Task directions: Return every line of the material below that contains the string "outline". Matching is case-sensitive.

Items from a dataset
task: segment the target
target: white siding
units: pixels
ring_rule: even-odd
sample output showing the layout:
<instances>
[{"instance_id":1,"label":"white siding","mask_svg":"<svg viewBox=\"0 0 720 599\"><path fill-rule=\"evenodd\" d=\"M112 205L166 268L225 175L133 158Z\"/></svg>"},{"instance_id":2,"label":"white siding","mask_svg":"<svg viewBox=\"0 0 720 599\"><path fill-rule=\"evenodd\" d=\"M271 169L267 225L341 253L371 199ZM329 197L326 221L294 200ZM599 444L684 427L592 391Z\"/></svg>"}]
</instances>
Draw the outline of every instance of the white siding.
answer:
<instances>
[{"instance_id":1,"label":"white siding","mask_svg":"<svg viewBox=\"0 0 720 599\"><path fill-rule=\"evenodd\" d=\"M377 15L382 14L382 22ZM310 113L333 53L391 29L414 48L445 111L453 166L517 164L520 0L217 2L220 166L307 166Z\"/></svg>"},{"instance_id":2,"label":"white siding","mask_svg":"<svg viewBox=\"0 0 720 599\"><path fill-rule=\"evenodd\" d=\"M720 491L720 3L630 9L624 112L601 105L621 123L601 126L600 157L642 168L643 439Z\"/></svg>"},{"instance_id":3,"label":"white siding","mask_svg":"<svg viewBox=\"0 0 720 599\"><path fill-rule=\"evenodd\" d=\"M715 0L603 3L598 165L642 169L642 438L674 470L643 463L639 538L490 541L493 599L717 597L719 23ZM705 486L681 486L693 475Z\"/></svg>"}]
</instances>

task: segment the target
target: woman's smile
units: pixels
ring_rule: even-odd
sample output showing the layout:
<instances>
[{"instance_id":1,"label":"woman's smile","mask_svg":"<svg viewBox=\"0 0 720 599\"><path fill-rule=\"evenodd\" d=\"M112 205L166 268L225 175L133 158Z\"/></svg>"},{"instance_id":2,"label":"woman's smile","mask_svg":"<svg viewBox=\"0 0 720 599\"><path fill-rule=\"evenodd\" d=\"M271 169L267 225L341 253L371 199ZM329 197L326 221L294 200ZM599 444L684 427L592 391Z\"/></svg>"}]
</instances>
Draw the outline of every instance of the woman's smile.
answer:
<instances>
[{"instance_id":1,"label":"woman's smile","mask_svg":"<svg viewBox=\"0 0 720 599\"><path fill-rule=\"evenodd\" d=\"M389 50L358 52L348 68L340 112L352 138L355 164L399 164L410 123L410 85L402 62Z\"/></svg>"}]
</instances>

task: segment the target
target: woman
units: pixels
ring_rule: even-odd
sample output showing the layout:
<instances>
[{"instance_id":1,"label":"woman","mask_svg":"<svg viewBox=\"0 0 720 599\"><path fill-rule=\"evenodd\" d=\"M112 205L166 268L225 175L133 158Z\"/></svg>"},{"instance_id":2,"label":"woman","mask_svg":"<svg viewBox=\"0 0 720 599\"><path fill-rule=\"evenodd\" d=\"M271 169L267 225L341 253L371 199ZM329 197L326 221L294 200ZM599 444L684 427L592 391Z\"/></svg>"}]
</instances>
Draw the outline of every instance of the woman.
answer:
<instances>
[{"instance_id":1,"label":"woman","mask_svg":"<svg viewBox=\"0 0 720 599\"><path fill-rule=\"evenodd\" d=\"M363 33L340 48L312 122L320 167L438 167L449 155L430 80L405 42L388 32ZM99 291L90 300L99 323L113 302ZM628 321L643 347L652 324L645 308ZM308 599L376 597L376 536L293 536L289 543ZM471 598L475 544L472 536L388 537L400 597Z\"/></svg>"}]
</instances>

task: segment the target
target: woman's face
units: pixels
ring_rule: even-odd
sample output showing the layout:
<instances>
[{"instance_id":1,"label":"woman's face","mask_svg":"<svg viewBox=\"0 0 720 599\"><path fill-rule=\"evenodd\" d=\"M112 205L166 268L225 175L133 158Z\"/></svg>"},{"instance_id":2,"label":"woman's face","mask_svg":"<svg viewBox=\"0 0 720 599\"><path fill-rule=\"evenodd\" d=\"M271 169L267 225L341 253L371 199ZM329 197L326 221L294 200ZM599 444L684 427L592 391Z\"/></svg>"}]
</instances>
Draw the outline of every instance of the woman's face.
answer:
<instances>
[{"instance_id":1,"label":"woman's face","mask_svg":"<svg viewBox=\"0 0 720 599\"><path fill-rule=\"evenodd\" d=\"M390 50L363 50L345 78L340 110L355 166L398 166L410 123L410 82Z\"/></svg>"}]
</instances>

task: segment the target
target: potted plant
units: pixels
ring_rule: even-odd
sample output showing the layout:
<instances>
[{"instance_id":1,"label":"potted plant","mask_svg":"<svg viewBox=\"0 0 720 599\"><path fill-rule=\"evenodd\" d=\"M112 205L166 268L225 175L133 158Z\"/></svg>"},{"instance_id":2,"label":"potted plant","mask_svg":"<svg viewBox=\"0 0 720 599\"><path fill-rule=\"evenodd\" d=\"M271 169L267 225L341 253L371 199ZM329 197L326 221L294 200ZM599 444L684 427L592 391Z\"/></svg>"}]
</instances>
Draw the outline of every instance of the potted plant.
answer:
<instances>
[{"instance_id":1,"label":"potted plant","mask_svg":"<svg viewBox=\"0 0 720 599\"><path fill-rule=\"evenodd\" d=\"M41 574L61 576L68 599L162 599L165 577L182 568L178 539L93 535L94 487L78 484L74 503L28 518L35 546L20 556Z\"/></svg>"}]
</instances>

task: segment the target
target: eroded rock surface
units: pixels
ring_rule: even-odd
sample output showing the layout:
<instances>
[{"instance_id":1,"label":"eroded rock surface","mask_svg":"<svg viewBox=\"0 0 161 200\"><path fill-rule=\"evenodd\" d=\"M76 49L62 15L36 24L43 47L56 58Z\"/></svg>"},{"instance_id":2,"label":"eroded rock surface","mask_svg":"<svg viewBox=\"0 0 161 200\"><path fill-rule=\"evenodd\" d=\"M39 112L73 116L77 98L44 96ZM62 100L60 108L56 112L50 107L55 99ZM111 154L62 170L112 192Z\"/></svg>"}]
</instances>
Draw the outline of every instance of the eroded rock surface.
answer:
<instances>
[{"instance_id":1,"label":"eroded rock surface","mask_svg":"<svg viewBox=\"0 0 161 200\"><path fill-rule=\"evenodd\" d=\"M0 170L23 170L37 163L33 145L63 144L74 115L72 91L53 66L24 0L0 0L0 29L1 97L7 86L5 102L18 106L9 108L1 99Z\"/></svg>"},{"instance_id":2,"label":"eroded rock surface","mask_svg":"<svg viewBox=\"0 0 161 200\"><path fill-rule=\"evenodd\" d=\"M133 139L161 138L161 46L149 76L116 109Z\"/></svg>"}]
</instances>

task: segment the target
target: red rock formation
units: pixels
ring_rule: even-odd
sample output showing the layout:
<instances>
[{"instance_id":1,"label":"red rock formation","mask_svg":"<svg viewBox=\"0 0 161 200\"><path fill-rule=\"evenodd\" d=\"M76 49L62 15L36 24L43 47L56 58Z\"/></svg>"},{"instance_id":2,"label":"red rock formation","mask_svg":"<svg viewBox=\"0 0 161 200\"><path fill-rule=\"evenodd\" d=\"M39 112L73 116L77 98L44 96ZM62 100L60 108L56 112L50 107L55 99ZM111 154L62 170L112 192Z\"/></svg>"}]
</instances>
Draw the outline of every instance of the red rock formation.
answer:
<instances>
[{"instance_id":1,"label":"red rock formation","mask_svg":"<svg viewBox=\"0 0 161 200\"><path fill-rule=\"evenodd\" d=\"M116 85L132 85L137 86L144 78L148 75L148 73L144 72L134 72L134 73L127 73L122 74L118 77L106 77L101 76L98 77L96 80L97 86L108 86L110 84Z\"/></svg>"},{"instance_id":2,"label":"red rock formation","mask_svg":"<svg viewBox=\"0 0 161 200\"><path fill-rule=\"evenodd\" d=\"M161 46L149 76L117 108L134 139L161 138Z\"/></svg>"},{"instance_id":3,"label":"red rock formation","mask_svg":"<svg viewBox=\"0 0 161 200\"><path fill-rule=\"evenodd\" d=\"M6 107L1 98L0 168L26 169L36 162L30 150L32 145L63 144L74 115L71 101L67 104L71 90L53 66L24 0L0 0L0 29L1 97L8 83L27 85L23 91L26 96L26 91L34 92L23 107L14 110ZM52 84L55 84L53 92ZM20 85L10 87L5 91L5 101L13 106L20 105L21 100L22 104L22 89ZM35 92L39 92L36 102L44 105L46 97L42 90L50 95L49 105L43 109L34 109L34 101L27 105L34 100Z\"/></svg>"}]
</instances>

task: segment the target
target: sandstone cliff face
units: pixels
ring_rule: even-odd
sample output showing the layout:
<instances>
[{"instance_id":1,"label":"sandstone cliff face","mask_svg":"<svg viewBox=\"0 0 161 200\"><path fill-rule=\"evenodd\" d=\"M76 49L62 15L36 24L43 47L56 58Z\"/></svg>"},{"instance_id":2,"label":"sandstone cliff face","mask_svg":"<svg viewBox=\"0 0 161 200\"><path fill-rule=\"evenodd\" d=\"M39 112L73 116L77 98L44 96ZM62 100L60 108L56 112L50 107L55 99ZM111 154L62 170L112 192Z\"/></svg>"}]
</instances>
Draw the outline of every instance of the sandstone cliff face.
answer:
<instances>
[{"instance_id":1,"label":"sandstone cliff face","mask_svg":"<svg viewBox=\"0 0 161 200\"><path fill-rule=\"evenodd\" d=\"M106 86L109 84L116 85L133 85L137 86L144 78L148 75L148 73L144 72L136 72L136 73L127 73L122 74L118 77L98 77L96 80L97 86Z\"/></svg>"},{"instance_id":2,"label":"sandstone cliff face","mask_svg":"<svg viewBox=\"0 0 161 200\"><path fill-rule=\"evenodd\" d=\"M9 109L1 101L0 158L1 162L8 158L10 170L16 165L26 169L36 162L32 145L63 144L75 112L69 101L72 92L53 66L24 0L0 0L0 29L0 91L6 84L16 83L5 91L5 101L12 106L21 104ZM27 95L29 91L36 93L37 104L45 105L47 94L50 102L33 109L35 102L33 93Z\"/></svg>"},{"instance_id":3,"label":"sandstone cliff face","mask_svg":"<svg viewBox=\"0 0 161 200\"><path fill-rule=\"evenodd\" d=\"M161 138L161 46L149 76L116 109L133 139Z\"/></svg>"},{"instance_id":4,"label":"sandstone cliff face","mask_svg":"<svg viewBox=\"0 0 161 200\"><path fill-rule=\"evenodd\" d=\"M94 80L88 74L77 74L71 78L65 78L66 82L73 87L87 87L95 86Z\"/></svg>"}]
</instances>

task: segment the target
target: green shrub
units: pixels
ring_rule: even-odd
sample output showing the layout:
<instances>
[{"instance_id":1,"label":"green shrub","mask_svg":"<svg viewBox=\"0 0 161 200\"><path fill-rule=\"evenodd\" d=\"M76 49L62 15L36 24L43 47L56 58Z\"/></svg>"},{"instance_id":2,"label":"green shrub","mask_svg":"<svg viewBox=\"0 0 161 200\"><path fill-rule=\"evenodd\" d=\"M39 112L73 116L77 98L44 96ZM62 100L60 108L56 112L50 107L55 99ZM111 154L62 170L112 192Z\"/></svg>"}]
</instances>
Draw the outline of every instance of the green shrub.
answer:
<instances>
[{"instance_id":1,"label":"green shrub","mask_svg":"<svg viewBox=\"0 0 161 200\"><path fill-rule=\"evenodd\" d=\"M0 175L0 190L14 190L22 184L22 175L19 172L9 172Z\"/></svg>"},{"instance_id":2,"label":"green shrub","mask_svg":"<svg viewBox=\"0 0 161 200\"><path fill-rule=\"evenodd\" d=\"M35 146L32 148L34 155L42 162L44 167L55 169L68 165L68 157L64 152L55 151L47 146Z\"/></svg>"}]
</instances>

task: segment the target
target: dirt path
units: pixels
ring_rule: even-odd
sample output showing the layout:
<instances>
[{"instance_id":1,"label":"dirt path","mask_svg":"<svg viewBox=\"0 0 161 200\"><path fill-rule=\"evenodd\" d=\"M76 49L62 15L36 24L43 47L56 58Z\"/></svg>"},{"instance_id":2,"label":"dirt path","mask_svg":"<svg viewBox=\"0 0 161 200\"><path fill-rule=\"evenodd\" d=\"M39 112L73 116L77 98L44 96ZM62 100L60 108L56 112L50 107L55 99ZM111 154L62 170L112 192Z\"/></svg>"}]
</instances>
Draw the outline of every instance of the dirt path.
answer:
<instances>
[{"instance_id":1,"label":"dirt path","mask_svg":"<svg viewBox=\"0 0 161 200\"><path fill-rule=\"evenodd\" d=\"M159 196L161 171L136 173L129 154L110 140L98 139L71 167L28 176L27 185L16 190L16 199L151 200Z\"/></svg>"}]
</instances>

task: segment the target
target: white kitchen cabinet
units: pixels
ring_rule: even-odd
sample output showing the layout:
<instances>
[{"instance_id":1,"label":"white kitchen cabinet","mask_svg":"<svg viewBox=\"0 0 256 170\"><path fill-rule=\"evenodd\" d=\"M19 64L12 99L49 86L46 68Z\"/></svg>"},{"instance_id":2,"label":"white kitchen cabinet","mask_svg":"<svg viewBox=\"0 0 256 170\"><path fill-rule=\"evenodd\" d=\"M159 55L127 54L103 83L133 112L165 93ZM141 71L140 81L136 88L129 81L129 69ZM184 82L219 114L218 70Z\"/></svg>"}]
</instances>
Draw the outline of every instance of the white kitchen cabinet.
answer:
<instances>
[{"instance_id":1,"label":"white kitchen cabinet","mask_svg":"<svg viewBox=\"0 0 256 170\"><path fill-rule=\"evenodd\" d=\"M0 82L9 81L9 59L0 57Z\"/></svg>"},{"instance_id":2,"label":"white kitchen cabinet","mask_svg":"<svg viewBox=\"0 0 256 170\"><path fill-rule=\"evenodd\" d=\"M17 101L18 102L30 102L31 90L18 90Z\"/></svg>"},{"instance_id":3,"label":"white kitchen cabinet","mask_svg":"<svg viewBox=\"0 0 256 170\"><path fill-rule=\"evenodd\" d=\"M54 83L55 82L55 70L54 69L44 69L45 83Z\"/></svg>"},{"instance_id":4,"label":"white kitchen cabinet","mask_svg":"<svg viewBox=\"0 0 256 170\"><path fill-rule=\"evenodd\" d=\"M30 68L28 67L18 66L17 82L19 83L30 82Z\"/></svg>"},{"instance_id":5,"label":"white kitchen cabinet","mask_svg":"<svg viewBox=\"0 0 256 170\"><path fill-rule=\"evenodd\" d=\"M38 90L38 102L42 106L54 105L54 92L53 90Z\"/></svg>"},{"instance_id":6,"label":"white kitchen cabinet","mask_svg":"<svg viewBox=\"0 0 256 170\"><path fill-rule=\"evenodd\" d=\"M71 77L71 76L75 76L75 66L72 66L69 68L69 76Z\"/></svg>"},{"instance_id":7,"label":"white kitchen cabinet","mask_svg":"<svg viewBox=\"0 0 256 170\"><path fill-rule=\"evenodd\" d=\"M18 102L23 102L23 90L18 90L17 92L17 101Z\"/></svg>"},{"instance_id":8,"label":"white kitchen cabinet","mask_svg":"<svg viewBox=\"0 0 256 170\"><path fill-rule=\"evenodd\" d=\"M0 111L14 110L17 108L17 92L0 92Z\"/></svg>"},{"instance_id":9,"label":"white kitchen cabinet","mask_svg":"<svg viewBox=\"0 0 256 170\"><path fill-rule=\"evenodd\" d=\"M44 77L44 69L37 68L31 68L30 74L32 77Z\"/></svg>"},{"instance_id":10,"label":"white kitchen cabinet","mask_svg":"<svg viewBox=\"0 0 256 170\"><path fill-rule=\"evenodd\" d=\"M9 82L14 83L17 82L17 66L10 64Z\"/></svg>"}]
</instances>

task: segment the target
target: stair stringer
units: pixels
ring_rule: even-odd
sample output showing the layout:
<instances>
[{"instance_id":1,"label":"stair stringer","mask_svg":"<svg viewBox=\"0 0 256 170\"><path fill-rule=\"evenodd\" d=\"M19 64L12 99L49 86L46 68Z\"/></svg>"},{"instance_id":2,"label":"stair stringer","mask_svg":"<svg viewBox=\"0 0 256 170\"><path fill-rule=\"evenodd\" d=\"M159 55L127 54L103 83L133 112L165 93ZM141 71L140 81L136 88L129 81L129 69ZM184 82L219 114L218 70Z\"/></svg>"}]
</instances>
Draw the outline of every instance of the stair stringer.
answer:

Solution to this problem:
Draw the outline of every instance of the white siding.
Draw the outline of every instance of the woman's smile.
Draw the outline of every instance of the woman.
Draw the outline of every instance of the woman's face.
Draw the outline of every instance of the potted plant.
Draw the outline of every instance of the eroded rock surface.
Draw the outline of every instance of the red rock formation.
Draw the outline of every instance of the sandstone cliff face.
Draw the outline of every instance of the green shrub.
Draw the outline of every instance of the dirt path.
Draw the outline of every instance of the white kitchen cabinet.
Draw the outline of every instance of the stair stringer.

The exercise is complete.